Laman

Sabtu, 22 Mei 2010

Atasan Cerewet

Beberapa kali saya pindah kerja saya selalu mendapatkan rekan kerja yang mengeluh karena atasannya yang cerewet. Saya yakin bahwa sebagian besar orang yang menyandang predikat "karyawan" pernah merasakan dicereweti oleh atasan apakah itu disebabkan deadline, kesalahan, ataupun kesalahpahaman. Atasan cerewet  tampaknya merupakan kenyataan hidup bagi orang yang bekerja. bahkan bagi anda yang tidak bekerja pada Perusahaan/wiraswasta pun tetap ada orang yang bertindak sebagai pemberi "order" atau orang yang membayar tagihan anda, atau pelanggan yang harus anda layani.

Seperti hal-hal lainnya, ada dua pilihan untuk mensikapi atasan yang cerewet. yaitu :

1. Cara Negatif
seperti kebanyakan diantara kita yang berkeluh kesah tentang mereka, menggunjing mereka, berharap mereka segera pergi, berkomplot dalam pikiran kita untuk melawan mereka, berharap mereka tertimpa celaka, mengerjakan tugas asal-asalan, dan anda sendiri terus stres memikirkan situasi itu; atau

2. Cara Positif
kita dapat mengambil jalan dan berusaha (meskipun tidak mudah) untuk tetap terfokus kepada penyelesaian tugas maupun aspek-aspek positif dari pihak yang menuntut tersebut.
• • • • • • •
Tugas Tertulis:
(1) Sebutkan semua tindakan yang digolongkan sebagai cara negatif menyikapi atasan cerewet dalam teks tentang atasan cerewet di atas.
(2) Teruskan teks tentang atasan cerewet di atas mulai dari kalimat terakhirnya.
• • • • • • •
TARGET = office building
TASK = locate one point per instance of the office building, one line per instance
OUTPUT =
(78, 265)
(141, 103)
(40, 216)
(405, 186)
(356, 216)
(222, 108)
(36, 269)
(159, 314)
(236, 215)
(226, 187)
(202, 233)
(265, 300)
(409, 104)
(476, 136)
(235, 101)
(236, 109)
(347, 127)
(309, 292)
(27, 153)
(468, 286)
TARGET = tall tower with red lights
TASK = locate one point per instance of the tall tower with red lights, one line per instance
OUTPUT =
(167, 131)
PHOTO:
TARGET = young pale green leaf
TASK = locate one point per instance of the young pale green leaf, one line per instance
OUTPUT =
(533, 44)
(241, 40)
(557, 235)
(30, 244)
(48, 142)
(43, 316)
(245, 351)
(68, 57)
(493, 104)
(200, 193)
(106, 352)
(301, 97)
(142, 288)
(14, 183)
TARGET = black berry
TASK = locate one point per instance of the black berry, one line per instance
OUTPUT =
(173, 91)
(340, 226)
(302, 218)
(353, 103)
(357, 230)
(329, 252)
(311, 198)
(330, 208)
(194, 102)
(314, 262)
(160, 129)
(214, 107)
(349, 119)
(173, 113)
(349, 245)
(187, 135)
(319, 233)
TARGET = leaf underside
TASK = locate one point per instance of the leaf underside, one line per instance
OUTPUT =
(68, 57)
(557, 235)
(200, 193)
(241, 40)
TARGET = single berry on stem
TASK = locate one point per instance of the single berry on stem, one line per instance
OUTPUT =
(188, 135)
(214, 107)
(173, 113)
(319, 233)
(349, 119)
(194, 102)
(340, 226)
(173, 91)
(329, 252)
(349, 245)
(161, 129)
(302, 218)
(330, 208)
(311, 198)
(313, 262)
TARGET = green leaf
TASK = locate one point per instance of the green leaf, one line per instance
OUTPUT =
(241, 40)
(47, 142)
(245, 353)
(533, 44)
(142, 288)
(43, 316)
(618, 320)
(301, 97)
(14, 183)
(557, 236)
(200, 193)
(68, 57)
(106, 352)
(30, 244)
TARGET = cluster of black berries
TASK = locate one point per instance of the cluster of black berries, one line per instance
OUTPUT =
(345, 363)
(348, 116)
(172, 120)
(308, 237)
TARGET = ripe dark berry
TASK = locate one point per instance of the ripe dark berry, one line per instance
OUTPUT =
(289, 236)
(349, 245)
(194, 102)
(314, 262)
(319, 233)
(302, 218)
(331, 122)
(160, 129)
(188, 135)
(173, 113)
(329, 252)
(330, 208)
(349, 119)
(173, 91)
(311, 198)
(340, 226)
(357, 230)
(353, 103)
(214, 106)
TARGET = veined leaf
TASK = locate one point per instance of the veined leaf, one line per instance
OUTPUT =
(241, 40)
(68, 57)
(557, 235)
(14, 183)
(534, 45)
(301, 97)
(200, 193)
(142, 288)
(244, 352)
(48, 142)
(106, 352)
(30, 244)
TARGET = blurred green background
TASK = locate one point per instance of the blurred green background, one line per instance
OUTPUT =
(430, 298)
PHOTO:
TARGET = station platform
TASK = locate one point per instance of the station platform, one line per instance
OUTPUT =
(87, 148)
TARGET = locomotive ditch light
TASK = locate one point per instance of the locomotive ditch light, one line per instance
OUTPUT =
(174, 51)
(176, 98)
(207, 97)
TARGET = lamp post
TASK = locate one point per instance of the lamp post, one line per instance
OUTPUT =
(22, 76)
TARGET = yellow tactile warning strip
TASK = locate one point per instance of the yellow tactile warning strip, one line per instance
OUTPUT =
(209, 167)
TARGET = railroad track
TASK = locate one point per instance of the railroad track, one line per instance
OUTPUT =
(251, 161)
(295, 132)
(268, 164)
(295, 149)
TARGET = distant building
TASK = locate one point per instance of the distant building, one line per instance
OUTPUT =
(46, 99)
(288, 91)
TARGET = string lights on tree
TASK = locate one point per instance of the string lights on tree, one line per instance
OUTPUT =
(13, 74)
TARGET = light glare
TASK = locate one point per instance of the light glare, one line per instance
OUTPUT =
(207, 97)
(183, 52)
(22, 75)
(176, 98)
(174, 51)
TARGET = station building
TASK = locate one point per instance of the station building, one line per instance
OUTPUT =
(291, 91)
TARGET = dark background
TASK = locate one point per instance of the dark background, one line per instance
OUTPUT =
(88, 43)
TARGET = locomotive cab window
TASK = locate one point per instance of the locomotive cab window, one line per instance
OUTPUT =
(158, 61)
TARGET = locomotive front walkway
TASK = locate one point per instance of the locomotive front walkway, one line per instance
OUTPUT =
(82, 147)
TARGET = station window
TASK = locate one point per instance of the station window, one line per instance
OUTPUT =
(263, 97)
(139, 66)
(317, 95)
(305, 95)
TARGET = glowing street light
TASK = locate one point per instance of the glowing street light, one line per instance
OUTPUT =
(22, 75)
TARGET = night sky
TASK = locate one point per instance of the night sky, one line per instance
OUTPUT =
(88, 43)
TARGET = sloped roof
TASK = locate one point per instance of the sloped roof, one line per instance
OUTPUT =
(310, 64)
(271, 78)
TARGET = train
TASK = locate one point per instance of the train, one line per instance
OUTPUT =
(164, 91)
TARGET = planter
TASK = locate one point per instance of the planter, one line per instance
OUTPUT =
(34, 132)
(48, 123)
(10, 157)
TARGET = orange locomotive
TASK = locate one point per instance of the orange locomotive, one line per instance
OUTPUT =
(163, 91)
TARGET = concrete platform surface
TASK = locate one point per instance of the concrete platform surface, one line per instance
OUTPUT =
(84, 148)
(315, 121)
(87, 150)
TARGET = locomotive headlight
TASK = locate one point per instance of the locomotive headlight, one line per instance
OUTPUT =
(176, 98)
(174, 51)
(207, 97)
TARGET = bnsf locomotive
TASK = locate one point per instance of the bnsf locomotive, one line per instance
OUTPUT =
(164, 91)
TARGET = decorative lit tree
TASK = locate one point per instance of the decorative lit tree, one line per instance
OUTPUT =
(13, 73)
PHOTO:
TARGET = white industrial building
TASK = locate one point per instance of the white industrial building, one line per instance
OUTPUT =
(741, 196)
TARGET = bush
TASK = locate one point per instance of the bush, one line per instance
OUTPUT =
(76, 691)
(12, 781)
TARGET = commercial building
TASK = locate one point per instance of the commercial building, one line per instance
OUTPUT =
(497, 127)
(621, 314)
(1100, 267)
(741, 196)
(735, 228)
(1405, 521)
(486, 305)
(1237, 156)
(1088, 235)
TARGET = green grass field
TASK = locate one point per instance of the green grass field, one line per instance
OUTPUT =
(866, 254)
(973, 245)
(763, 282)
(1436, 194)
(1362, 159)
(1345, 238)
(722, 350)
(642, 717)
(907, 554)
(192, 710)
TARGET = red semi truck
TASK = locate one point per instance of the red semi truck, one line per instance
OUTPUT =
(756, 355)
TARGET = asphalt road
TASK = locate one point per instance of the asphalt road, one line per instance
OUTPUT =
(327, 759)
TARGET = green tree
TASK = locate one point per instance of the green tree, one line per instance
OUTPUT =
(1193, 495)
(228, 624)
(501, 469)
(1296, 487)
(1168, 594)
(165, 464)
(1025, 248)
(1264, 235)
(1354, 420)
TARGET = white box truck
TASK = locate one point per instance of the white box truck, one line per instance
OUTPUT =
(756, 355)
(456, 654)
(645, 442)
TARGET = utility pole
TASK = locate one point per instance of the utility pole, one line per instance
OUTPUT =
• • • • • • •
Jawaban:
(1)
- Berkeluh kesah tentang mereka
- Menggunjing mereka
- Berharap mereka segera pergi
- Berkomplot dalam pikiran untuk melawan mereka
- Berharap mereka tertimpa celaka
- Mengerjakan tugas asal-asalan
- Terus stres memikirkan situasi itu

(2)
Pada awalnya saya pun sulit untuk merubah pola pikir maupun perasaan saya dalam menghadapi Boss yang seperti ini karena saya selalu kesal apabila merasa dipaksa, mungkin ada pengaruh dari hobby beladiri saya yang tidak boleh diatur oleh orang lain. namun, sesudah berurusan dengan begitu banyak orang yang gemar memaksa selama karir saya, akhirnya saya berhasil menyadari beberapa aspek penting, yaitu :

Pertama, Aspek positif pertama yang saya sadari tentang orang yang cerewet adalah :
pada umumnya, mereka cerewet kepada semua orang. dengan kata lain, sikap mereka tidak ditujukan kepada saya secara pribadi.
sebelum menyadari bahwa ini masalahnya, saya biasa mengandaikan  bahwa si Cerewet itu "sengaja menyusahkan saya." saya memandang perintah paksa mereka sebagai serangan pribadi, dan saya merasa tertekan kemudian saya menumpuk masalah karena saya selalu mereka-reka motif yang tersembunyi, dan akhirnya menghasilkan kesimpulan dalam kepala saya bahwa saya "berhak marah" dan ketika saya pulang dari kantor masih terngiang-ngiang apa yang dikatakan atasan saya tersebut.

Kedua, Semua mulai berubah begitu saya mulai melihat tanda-tanda bahwa pihak yang cerewet sebetulnya tidak bersalah. Saya mulai melihat bahwa, pada hakikatnya, mereka berbuat demikian karena terpaksa dan terperangkap dalam peran yang mengharuskan mereka bersikap cerewet. ini tidak mengubah pendirian saya untuk lebih suka bekerja untuk orang yang tidak selalu menuntut, tetapi pola pikir tersebut membuat saya lebih mudah menerima keadaan itu.

Saya memiliki 2 (dua) kisah teman yang serupa tapi tak sama dalam menghadapi "Sang Bossy"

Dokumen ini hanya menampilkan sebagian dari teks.